- Texto proporcionado
____________________

Sin embargo, salvo como base de la ruta del norte,
Heraclea resultó ser decepcionante. Los espartanos construyeron una población
amurallada a unos ocho kilómetros de las Termópilas, con un muro hasta el mar a
través del paso que controlaba la ruta desde Grecia central hasta Tesalia, y
empezaron a construir astilleros para crear una base naval contra Eubea. No
obstante, los tesalios no iban a permitir que Esparta estableciera una colonia
en sus fronteras, y la atacaron repetidamente. Los magistrados espartanos en la
zona no hicieron más que poner al descubierto las deficiencias de los acuerdos
de Esparta con los otros griegos: «Ellos mismos arruinaron la operación y
causaron el descenso de la población. Aterrorizaban a las gentes con sus
severas medidas, no siempre acertadas, lo que hizo que sus enemigos los
derrotaran más fácilmente» (III, 93, 3).

____________________

- Datos proporcionados
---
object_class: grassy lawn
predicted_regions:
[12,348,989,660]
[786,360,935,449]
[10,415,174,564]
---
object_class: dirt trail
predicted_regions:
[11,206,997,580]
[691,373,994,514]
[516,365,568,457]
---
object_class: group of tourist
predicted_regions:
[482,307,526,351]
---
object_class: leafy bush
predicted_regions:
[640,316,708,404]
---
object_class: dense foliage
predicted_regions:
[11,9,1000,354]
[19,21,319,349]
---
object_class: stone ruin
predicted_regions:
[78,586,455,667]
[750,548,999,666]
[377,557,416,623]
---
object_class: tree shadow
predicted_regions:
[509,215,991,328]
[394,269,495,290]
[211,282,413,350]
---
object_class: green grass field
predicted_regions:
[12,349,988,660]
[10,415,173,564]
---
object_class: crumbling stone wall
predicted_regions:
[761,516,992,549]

____________________

- Qué se pide
¿Puedes reproducir sin cambios el fragmento del texto sobre Heraclea comprendido entre «Sin embargo, salvo» y «(III, 93, 3).», ambos incluidos? Para resolver la tarea no hacen falta los datos.

- Resultado completo
Sin embargo, salvo como base de la ruta del norte,
Heraclea resultó ser decepcionante. Los espartanos construyeron una población
amurallada a unos ocho kilómetros de las Termópilas, con un muro hasta el mar a
través del paso que controlaba la ruta desde Grecia central hasta Tesalia, y
empezaron a construir astilleros para crear una base naval contra Eubea. No
obstante, los tesalios no iban a permitir que Esparta estableciera una colonia
en sus fronteras, y la atacaron repetidamente. Los magistrados espartanos en la
zona no hicieron más que poner al descubierto las deficiencias de los acuerdos
de Esparta con los otros griegos: «Ellos mismos arruinaron la operación y
causaron el descenso de la población. Aterrorizaban a las gentes con sus
severas medidas, no siempre acertadas, lo que hizo que sus enemigos los
derrotaran más fácilmente» (III, 93, 3).